**TASK TO CARRY OUT:** Retype exactly and only the lines from the one that contains "Return one point for each instance of the white sleeve" through the final line of the data; pictures are left out.

**DATASET ROWS:**
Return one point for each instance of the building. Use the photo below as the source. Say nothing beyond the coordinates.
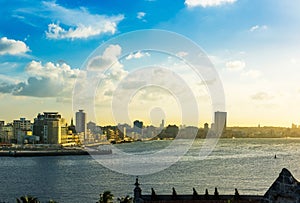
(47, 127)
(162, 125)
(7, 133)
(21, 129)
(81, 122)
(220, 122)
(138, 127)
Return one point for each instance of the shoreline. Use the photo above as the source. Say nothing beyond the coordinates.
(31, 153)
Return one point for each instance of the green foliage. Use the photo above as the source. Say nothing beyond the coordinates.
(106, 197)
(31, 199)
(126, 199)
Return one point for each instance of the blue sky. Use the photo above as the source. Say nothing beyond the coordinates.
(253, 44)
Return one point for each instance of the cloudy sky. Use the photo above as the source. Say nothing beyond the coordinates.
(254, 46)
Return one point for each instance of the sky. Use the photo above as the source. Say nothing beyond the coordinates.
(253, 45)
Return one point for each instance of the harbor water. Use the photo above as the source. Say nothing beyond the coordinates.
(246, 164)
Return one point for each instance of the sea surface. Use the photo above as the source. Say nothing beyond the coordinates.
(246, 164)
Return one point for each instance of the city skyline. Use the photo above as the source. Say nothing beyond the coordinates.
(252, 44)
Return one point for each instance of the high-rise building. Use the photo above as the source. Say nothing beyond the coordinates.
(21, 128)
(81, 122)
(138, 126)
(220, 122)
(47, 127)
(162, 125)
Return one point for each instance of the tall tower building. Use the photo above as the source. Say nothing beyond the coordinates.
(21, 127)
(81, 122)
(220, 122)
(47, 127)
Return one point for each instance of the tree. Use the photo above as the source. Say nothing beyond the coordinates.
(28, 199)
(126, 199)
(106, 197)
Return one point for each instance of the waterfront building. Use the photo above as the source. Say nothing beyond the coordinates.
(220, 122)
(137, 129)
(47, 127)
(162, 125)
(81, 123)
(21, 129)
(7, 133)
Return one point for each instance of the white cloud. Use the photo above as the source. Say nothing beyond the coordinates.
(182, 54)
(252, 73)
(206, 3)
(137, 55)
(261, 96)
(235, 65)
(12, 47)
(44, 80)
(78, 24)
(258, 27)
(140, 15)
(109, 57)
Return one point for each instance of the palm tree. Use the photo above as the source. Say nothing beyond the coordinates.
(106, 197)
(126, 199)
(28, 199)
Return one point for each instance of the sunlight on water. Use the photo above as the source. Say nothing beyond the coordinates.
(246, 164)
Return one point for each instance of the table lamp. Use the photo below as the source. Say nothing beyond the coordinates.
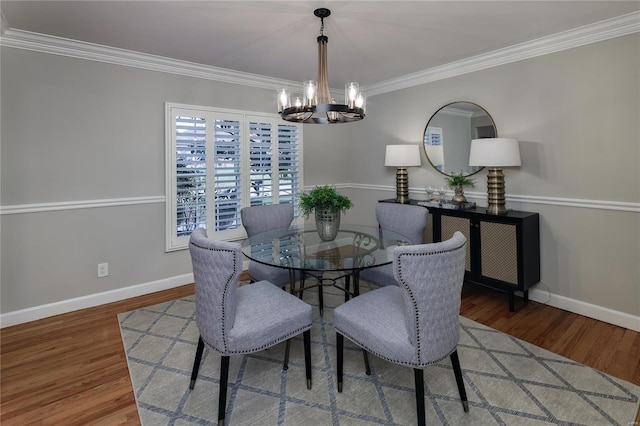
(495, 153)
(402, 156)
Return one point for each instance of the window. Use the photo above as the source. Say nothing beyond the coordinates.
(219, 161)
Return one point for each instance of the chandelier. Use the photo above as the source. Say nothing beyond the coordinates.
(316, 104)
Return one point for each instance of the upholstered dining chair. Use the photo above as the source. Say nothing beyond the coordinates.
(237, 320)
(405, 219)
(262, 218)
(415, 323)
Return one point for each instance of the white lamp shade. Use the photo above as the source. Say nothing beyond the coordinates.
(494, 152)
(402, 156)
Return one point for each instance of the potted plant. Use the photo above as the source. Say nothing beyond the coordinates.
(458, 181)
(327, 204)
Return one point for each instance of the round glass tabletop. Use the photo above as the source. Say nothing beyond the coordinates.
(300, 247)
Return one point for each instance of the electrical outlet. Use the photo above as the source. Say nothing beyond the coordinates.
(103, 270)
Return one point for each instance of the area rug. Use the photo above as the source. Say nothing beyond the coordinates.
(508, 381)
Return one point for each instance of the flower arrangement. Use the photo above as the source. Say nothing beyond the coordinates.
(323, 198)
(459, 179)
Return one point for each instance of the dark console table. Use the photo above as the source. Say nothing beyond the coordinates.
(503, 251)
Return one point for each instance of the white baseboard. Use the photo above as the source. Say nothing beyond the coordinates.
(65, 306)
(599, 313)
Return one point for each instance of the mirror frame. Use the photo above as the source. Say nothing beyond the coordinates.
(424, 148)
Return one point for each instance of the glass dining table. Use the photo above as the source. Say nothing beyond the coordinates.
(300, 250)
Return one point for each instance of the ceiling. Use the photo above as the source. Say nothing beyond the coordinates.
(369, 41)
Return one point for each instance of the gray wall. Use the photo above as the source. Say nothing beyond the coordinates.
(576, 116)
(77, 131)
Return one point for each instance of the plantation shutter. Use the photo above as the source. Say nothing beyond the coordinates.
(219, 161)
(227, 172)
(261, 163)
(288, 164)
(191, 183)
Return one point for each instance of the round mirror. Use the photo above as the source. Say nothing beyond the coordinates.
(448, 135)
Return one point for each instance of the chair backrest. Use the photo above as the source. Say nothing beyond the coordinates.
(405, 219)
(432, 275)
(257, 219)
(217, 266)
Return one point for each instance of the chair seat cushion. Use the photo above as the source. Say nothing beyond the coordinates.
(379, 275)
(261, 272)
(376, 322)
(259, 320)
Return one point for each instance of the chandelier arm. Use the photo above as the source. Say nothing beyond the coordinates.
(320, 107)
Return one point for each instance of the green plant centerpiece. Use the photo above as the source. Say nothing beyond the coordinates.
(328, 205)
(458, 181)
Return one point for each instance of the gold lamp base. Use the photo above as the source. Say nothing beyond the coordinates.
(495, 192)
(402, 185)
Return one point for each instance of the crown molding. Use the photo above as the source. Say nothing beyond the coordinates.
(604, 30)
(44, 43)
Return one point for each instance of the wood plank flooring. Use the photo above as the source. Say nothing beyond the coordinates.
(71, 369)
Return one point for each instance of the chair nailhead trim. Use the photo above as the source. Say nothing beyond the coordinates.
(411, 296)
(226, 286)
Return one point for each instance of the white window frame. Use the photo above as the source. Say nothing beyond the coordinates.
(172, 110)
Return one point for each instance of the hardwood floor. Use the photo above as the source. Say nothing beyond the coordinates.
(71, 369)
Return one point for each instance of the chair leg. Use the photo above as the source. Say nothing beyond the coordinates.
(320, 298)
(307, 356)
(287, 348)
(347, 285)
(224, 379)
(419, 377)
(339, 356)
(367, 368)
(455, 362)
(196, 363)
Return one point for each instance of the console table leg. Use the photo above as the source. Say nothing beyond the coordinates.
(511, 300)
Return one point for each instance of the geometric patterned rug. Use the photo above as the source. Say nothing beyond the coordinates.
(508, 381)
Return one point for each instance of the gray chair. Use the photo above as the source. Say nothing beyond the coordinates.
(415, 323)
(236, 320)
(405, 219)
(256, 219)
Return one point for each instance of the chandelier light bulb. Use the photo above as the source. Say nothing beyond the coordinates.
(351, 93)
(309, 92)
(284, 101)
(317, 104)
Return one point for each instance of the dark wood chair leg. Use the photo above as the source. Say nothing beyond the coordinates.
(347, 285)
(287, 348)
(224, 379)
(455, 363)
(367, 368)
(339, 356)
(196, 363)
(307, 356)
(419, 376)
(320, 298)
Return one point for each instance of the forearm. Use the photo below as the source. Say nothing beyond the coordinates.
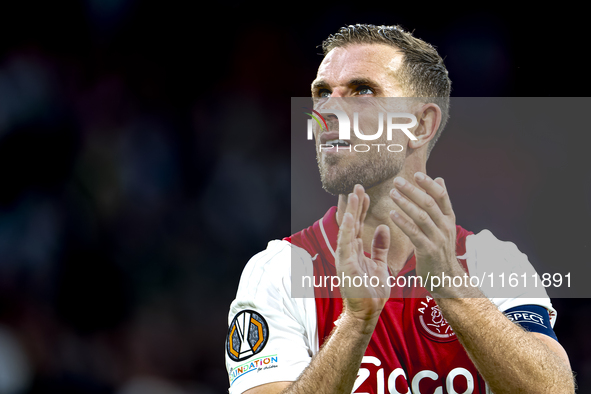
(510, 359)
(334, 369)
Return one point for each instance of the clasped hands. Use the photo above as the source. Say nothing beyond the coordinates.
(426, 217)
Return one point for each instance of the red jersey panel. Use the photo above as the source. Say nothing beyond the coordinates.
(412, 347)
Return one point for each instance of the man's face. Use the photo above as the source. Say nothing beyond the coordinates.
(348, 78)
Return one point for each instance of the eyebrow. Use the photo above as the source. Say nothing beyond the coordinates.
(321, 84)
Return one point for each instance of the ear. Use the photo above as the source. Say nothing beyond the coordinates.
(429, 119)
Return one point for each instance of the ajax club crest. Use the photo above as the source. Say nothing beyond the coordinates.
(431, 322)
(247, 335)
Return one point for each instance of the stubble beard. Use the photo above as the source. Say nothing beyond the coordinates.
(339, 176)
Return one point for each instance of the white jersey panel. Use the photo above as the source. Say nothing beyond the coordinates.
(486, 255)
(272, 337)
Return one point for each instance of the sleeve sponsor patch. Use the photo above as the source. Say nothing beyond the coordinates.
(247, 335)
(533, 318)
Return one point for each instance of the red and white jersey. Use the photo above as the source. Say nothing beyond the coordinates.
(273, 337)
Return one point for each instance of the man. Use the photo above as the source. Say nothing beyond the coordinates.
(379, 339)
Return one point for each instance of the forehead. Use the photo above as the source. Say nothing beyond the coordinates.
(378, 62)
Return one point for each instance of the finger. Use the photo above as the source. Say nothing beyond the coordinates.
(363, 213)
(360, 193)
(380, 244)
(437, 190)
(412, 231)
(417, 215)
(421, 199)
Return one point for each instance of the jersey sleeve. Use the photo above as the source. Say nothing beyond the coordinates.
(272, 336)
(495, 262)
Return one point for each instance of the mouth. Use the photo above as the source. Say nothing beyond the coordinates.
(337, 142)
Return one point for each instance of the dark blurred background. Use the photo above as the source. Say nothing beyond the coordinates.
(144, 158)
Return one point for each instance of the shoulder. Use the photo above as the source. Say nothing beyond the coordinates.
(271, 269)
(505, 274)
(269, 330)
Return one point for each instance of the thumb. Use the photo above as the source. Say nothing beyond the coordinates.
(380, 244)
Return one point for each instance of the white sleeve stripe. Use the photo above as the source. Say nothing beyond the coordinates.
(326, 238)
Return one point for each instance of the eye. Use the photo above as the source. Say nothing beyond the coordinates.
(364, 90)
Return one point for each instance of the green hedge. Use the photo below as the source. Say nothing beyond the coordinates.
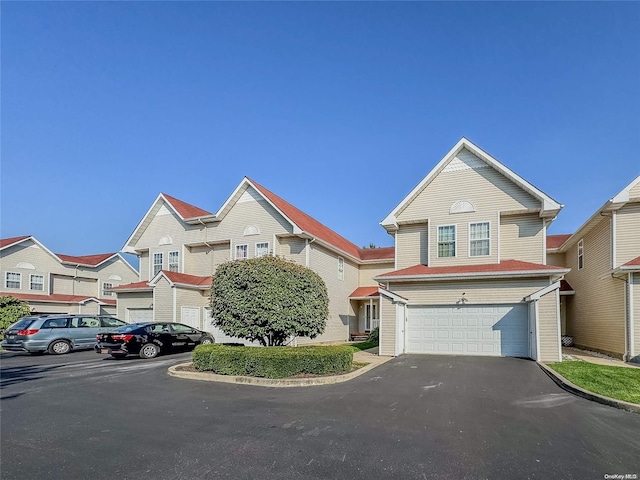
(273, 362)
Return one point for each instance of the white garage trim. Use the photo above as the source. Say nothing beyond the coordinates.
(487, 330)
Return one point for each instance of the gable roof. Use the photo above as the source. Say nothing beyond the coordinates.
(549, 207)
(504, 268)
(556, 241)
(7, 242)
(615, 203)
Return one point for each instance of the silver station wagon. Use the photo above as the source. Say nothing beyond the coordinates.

**THE OUTPUT:**
Return one point for each instance of the white sleeve stripe. Use the photo above as the source. Say nothing beyond the coordinates.
(326, 238)
Return one point for each instance of the eye. Use the photo above as the source. Say nothing beyond the coordinates.
(364, 90)
Return one point for each instance of the green hedge. Use the photo below as the source. Say nothing beyond the coordinates.
(273, 362)
Return one point for each instance of the white garage trim. Use the photo above as the source. Say nothing beyond the coordinates.
(487, 330)
Return one point for each instance of the gable roof. Use the photo above as the source. Say nothing beyond the coordinates.
(549, 207)
(504, 268)
(556, 241)
(7, 242)
(615, 203)
Return one point for each instance of the silver station wagon. Use the photo above as the source. Say nothing beyond the coordinates.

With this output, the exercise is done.